• PROBLEM STATEMENT
Print this span of the material below exactly: the line with "The prompts in", the line with "positive clicks: (160, 124)", and every line between them, but nothing else.
------------
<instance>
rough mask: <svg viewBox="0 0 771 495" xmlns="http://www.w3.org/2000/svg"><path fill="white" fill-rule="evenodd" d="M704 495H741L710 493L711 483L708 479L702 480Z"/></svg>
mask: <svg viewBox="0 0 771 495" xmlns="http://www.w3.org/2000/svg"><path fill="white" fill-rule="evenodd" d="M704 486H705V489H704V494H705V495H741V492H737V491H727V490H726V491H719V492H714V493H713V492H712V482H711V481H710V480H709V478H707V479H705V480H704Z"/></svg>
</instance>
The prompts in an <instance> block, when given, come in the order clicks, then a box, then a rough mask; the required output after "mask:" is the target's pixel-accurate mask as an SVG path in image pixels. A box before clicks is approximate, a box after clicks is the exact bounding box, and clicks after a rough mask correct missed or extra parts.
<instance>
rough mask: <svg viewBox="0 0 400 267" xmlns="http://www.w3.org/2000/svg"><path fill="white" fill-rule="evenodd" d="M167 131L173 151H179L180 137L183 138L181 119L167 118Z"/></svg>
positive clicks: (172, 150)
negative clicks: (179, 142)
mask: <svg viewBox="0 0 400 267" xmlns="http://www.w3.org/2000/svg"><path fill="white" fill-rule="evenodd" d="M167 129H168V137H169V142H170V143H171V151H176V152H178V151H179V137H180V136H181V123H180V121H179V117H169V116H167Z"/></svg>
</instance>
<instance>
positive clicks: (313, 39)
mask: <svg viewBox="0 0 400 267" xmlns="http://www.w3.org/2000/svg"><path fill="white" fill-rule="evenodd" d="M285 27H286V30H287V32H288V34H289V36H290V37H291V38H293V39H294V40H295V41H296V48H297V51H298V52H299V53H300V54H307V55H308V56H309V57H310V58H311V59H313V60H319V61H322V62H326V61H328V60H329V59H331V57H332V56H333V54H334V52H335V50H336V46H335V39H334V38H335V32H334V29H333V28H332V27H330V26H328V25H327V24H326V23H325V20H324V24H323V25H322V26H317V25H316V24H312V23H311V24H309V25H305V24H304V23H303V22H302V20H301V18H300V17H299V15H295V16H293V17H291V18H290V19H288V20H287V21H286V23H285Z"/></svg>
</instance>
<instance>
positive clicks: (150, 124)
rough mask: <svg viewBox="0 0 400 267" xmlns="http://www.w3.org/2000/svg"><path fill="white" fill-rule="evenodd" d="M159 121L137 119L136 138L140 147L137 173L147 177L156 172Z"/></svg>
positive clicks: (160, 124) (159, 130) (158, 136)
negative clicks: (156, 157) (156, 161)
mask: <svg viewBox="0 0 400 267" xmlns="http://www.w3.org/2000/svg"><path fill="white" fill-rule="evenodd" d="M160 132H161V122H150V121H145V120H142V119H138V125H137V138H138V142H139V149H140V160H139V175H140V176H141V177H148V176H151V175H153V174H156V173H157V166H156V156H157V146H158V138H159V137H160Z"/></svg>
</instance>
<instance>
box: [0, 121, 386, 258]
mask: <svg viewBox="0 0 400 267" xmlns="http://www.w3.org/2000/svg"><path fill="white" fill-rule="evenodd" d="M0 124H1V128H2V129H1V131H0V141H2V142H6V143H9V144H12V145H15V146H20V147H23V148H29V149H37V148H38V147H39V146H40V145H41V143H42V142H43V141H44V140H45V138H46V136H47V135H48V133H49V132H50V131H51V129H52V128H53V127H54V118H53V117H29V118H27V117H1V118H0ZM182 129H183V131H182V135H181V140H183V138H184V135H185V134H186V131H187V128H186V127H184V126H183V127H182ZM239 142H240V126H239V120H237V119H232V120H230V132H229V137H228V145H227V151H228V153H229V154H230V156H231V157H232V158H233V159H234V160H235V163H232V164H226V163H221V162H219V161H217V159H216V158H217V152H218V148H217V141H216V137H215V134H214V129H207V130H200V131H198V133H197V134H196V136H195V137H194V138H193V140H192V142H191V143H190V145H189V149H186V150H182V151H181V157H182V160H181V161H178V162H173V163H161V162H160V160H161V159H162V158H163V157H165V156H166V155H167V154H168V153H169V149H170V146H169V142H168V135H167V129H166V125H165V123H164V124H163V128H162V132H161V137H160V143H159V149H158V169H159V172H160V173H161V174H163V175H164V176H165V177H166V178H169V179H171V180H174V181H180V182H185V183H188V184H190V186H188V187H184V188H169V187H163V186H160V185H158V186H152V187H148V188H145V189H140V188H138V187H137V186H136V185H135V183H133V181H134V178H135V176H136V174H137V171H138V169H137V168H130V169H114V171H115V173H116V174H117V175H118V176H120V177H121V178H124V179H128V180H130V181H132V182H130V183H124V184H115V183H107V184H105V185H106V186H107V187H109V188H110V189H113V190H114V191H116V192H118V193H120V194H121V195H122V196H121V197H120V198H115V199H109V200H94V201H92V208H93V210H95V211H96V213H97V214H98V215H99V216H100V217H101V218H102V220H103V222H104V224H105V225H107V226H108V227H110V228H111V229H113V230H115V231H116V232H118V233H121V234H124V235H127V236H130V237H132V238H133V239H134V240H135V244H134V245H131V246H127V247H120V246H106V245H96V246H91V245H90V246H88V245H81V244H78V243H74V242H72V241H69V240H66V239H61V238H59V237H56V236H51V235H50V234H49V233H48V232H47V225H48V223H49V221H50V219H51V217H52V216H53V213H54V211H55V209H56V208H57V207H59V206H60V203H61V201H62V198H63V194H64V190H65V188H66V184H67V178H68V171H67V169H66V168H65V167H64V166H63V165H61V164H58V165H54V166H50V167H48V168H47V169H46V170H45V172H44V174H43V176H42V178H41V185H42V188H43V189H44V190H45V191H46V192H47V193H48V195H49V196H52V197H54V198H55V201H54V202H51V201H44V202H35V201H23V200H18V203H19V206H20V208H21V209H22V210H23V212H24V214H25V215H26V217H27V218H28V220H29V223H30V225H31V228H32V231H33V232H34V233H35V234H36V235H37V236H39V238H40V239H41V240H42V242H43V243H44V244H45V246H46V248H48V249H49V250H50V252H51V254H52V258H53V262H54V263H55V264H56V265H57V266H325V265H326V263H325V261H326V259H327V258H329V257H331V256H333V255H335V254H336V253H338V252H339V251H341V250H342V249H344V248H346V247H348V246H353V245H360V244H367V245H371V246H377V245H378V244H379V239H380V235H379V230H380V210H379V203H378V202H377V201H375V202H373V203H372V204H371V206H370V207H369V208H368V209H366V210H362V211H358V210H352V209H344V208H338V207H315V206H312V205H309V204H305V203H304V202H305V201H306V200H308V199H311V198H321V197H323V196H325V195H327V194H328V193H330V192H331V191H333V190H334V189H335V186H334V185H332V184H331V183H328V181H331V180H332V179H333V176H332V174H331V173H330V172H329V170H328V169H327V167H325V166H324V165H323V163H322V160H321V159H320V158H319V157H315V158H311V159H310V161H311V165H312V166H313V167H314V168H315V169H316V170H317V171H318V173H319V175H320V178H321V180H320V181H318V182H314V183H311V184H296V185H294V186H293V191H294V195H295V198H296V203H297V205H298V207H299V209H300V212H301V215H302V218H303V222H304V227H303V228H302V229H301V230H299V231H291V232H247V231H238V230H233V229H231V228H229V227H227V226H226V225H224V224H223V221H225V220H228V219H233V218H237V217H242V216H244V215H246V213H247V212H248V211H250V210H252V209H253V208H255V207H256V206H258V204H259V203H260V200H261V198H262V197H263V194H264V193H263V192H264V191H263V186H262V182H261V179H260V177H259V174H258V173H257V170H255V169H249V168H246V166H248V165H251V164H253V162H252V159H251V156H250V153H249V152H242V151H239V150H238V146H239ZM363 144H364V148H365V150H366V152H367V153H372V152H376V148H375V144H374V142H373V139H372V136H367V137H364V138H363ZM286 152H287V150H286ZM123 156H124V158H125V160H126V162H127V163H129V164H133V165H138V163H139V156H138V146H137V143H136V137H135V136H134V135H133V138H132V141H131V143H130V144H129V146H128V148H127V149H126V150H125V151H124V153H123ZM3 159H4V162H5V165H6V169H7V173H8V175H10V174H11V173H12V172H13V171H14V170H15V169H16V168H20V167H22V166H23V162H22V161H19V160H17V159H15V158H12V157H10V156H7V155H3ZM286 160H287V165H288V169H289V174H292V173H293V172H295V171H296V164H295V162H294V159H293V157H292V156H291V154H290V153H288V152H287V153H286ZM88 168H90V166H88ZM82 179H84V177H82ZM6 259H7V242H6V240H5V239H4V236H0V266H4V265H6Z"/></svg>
------------
• YOUR RESPONSE
The prompts in an <instance> block, when given, come in the order clicks, then a box, then a rough mask; the required output after "mask:" is the target's pixel-accurate mask as an SVG path in image pixels. A box before clicks is approximate, a box after clicks is the exact bounding box, and clicks after a rough mask correct missed or extra parts.
<instance>
rough mask: <svg viewBox="0 0 400 267" xmlns="http://www.w3.org/2000/svg"><path fill="white" fill-rule="evenodd" d="M167 131L173 151H179L180 137L183 138L181 119L167 118Z"/></svg>
positive clicks: (172, 150)
negative clicks: (179, 142)
mask: <svg viewBox="0 0 400 267" xmlns="http://www.w3.org/2000/svg"><path fill="white" fill-rule="evenodd" d="M167 129H168V137H169V142H170V143H171V151H176V152H178V151H179V137H180V136H181V123H180V121H179V117H169V116H167Z"/></svg>
</instance>
<instance>
positive clicks: (313, 39)
mask: <svg viewBox="0 0 400 267" xmlns="http://www.w3.org/2000/svg"><path fill="white" fill-rule="evenodd" d="M285 27H286V30H287V32H288V34H289V36H290V37H291V38H293V39H294V40H295V41H296V48H297V51H298V52H299V53H300V54H307V55H308V56H309V57H310V58H311V59H313V60H319V61H322V62H326V61H328V60H329V59H331V57H332V56H333V54H334V52H335V50H336V46H335V39H334V38H335V32H334V29H333V28H332V27H330V26H328V25H327V24H326V23H325V20H324V24H323V25H322V26H317V25H316V24H312V23H311V24H309V25H305V24H304V23H303V22H302V20H301V18H300V17H299V15H295V16H293V17H291V18H290V19H288V20H287V21H286V23H285Z"/></svg>
</instance>
<instance>
positive clicks: (150, 124)
rough mask: <svg viewBox="0 0 400 267" xmlns="http://www.w3.org/2000/svg"><path fill="white" fill-rule="evenodd" d="M159 121L137 119L136 138L140 147L137 173L147 177L156 172Z"/></svg>
positive clicks: (160, 124) (159, 130) (158, 136)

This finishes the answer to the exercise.